Discours prononcé par le général Raúl Castro Ruz à l'occasion du 65e anniversaire du triomphe de la révolution
Discours prononcé par le général d'armée Raúl Castro Ruz, dirigeant de la révolution, à l'occasion du 65e anniversaire du triomphe de la révolution, dans le parc Cespedes, à Santiago de Cuba, le 1er janvier 2024, "Année 66 de la révolution".
(Versions en sténo - Présidence de la République)
Chers compatriotes :
Nous avons atteint le 65e anniversaire du triomphe de notre révolution socialiste. Les défis que nous avons dû relever pour en arriver là ont été nombreux, mais ils en valaient la peine, comme en témoignent l'œuvre de la Révolution et ses réalisations sociales, même au milieu des difficultés.
Fidel a été la première pensée des Cubains lors de cette commémoration historique, en particulier ici, dans la ville héroïque de Santiago de Cuba, qui conserve précieusement ses restes immortels, ainsi que pour tous ceux qui sont tombés dans le noble but d'atteindre et de préserver l'indépendance de la patrie.
Nous sommes réunis à l'endroit même où Fidel a proclamé, le 1er janvier 1959, le triomphe de la seule révolution qui ait jamais existé à Cuba, initiée le 10 octobre 1868 par Carlos Manuel de Céspedes, le Père de la Patrie, dont cette place porte le nom.
Par les paradoxes de l'histoire, l'empire yankee alors naissant a consommé son occupation militaire de Cuba le 1er janvier 1899, ce qui a duré exactement 60 ans de domination totale sur notre île.
L'un des actes les plus honteux et les plus scandaleux de l'occupant à cette époque a été d'empêcher l'entrée dans la ville des troupes de l'Armée de libération commandées par le major général Calixto García, sans l'action duquel il ne fait aucun doute que les Espagnols auraient vaincu ces envahisseurs arrogants, mais tout à fait ineptes, sur l'ensemble de la ligne de démarcation. C'est pourquoi Fidel, lorsqu'il était aux portes de Santiago, a déclaré dans son discours sur Radio Rebelde : "Cette fois-ci, les Mambises entreront dans Santiago de Cuba [...] L'histoire de 1995 ne se répétera pas", a-t-il conclu.
Je me souviens de cette nuit mémorable du 1er janvier 1959. Comme beaucoup le savent, sur décision du commandant en chef, j'étais arrivé quelques heures plus tôt à Santiago avec pour mission de consolider la reddition de la garnison de la caserne Moncada, quelque 5 000 hommes qui se trouvaient dans cette ville, en plus de la force principale de la marine, et je me suis retrouvé, comme un de plus, parmi la foule qui remplissait cette place.

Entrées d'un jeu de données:
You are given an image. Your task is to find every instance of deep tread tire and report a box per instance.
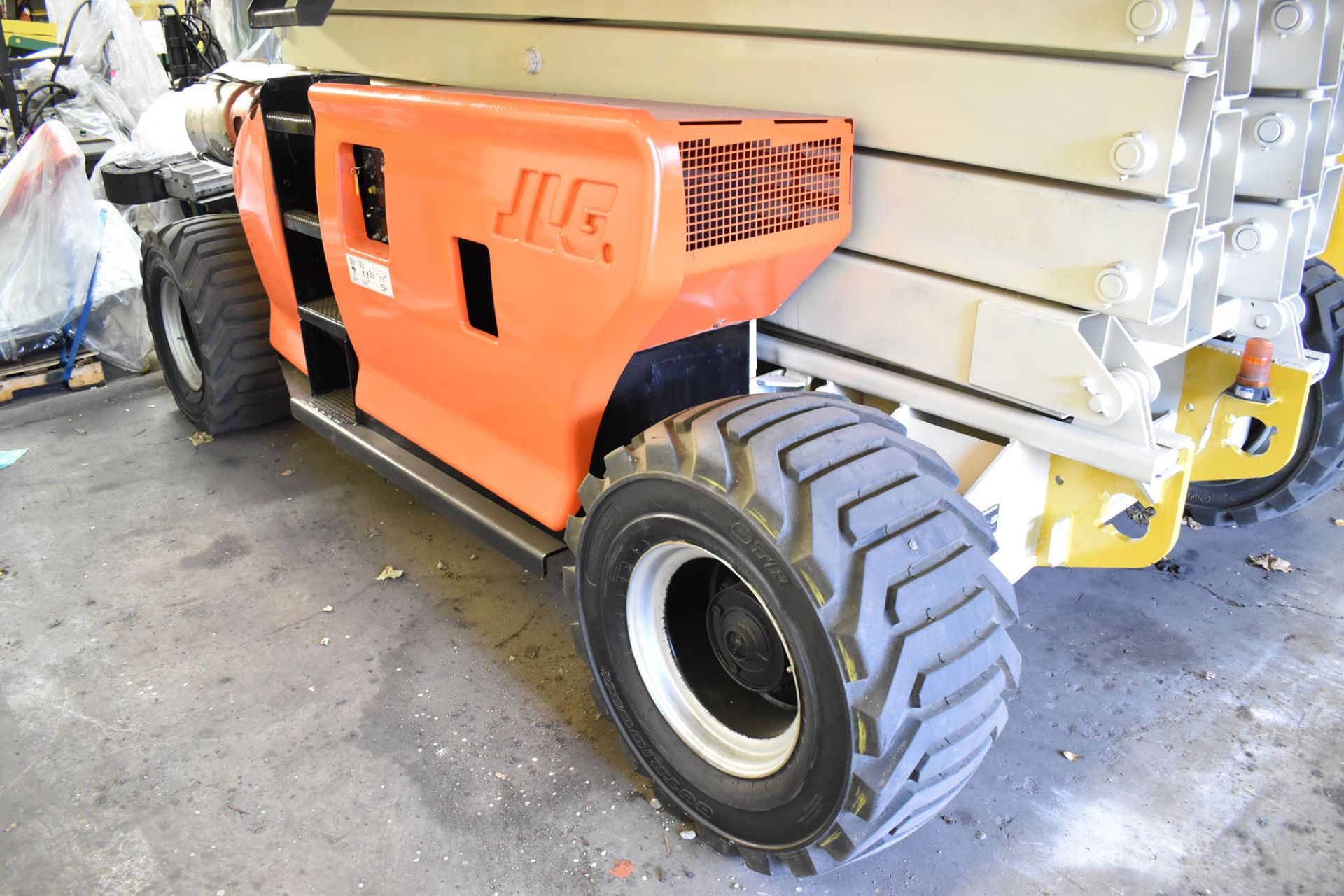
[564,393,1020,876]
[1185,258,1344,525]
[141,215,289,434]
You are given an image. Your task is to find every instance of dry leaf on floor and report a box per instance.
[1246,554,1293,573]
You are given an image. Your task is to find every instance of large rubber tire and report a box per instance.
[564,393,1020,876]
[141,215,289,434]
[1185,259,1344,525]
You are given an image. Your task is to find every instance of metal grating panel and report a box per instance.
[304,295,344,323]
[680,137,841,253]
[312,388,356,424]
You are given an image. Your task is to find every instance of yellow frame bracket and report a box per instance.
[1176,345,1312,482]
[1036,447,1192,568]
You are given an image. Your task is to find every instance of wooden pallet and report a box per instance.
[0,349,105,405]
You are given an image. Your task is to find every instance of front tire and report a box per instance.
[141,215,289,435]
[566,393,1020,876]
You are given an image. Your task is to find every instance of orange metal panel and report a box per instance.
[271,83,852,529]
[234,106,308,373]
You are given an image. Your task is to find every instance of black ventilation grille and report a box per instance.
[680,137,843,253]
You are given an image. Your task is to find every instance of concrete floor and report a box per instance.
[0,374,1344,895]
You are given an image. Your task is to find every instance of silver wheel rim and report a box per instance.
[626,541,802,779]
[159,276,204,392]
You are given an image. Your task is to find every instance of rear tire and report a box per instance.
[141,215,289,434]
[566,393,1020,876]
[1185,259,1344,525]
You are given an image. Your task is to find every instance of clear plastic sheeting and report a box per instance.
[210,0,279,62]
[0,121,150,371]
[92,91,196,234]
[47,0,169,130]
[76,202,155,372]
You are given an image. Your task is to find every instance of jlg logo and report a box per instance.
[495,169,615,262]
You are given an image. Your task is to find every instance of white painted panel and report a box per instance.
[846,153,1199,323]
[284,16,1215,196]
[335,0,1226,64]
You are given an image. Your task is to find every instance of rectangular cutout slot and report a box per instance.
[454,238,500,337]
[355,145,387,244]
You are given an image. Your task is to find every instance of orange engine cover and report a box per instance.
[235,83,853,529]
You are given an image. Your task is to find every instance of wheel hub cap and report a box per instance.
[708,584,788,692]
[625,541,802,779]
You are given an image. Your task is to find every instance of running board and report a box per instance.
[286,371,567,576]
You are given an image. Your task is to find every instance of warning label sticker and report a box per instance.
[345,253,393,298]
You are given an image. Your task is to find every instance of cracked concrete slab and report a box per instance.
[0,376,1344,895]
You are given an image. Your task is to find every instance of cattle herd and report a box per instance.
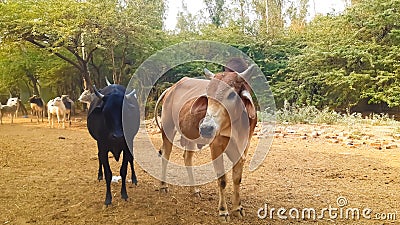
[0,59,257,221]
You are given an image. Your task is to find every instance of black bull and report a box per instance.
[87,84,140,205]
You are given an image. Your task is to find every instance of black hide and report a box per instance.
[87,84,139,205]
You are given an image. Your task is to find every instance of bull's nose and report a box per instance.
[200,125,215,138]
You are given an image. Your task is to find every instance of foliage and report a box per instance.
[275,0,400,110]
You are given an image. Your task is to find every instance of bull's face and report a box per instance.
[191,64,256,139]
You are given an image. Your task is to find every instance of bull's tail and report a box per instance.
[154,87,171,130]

Tâches à réaliser:
(a) D'après le discours, à quelle date Carlos Manuel de Céspedes a-t-il lancé la révolution ?
(b) Recopiez les entrées depuis leur début jusqu'à la ligne contenant "[312,388,356,424]" incluse, en substituant "wheel" à "tire" sans rien modifier d'autre. Laissez les images de côté.

Résultats par tâche:
(a) Le 10 octobre 1868.

(b)
You are given an image. Your task is to find every instance of deep tread wheel and report a box per instance.
[564,393,1020,876]
[1185,258,1344,525]
[141,215,289,434]
You are given an image. Your task is to find every instance of dry leaf on floor and report a box per instance.
[1246,554,1293,573]
You are given an image. Your task is to find every instance of large rubber wheel and report a box per instance.
[564,393,1020,876]
[141,215,289,434]
[1185,259,1344,525]
You are given an image. Your task is to find every instance of metal grating panel and report a box per instance.
[304,295,344,323]
[680,137,841,253]
[312,388,356,424]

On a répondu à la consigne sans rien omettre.